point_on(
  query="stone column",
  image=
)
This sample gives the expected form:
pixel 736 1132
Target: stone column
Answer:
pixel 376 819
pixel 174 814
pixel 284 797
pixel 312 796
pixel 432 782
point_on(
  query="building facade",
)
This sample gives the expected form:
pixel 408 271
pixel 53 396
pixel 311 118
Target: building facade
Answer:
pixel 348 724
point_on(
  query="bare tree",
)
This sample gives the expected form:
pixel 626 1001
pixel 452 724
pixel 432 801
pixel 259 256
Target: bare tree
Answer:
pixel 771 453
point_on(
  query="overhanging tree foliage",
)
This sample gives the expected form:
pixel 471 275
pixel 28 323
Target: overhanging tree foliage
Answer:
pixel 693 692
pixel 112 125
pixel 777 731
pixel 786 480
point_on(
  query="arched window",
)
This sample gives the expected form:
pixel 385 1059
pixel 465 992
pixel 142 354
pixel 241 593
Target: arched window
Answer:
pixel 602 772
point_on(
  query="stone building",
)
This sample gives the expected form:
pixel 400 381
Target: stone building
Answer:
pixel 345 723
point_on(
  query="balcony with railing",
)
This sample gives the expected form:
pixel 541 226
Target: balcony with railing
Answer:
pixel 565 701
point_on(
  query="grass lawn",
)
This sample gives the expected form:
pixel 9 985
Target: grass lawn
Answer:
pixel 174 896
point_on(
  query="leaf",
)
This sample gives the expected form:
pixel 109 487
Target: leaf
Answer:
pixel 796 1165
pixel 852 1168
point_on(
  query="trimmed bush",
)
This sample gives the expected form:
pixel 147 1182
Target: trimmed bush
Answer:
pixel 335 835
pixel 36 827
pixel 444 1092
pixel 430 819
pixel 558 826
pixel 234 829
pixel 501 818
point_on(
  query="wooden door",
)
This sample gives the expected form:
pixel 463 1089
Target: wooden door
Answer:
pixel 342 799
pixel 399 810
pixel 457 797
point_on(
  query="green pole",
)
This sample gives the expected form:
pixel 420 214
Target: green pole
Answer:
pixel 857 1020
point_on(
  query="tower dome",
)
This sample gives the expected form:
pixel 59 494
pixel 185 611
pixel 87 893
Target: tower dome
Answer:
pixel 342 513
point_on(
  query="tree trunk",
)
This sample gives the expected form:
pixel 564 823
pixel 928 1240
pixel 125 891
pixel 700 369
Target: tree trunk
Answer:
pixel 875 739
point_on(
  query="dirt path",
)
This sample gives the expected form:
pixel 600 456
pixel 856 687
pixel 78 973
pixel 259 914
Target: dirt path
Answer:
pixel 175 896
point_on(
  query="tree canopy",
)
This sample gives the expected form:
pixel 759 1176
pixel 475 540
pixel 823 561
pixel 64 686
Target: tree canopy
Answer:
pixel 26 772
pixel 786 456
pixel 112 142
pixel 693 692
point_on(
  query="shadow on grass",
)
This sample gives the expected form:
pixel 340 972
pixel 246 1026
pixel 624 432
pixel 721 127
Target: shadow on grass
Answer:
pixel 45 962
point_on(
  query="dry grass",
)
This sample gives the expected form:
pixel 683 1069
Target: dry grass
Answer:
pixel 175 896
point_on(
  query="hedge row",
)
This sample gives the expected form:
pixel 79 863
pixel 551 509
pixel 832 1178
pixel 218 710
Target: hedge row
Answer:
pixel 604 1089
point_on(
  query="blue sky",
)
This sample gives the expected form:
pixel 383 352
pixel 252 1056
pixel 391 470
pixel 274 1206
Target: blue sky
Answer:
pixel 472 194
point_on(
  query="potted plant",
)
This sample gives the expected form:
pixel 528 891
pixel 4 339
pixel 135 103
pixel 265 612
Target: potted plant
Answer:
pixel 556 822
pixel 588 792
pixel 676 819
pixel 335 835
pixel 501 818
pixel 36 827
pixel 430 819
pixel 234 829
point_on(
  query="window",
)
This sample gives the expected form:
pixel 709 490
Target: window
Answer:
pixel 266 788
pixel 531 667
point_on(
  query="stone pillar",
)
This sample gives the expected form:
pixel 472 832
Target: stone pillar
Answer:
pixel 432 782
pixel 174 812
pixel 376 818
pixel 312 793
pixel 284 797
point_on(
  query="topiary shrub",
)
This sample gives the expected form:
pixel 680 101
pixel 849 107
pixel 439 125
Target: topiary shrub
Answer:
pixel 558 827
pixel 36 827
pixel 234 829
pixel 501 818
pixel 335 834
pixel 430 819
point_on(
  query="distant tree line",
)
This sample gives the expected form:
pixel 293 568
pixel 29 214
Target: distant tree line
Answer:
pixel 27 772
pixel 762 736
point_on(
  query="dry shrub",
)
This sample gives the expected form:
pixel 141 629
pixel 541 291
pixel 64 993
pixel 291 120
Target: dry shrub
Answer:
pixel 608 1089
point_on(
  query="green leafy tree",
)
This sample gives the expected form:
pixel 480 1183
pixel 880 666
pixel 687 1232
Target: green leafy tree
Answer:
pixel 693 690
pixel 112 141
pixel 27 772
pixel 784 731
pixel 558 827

--

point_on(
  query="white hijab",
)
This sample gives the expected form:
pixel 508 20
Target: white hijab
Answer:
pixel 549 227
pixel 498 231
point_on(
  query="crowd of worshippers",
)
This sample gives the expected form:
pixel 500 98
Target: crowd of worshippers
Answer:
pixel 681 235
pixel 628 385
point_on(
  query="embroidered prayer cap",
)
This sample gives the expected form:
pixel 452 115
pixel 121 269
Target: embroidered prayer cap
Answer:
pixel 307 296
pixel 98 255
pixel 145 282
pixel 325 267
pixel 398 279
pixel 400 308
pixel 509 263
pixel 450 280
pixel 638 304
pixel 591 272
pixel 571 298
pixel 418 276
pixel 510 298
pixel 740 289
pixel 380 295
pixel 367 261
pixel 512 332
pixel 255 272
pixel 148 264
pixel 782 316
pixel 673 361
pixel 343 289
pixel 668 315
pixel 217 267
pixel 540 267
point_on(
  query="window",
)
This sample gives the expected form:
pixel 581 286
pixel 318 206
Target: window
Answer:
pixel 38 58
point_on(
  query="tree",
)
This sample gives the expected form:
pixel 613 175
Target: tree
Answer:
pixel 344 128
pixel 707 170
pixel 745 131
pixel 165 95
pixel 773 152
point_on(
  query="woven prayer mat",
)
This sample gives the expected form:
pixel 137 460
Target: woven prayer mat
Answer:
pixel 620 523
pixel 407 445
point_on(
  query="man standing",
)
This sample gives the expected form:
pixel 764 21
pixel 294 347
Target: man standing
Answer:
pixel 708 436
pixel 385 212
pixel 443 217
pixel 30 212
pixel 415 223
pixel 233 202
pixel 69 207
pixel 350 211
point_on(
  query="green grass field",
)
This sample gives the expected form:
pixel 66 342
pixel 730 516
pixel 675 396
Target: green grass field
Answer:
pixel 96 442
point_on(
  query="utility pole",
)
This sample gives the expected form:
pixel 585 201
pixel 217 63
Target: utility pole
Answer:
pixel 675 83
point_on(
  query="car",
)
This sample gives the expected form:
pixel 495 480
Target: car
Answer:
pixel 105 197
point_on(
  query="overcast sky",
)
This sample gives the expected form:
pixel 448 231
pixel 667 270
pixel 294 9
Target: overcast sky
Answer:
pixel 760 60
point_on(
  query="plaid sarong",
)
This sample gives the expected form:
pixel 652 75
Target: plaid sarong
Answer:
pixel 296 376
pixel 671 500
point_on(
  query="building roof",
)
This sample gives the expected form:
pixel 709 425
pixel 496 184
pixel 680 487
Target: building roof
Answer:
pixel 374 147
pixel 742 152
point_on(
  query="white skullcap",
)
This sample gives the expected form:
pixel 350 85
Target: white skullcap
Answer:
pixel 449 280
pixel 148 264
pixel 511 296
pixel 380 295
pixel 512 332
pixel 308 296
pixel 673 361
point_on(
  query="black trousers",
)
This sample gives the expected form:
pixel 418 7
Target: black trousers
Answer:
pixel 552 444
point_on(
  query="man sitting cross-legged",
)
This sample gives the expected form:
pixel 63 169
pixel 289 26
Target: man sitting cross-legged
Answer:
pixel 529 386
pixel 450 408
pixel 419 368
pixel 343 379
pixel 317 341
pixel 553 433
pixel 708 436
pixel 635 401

* PROBLEM:
Please copy every line from the entries that includes the word "white".

* RESULT OF THIS TASK:
  query="white hijab",
Target: white hijab
  query="white skullcap",
Target: white skullcap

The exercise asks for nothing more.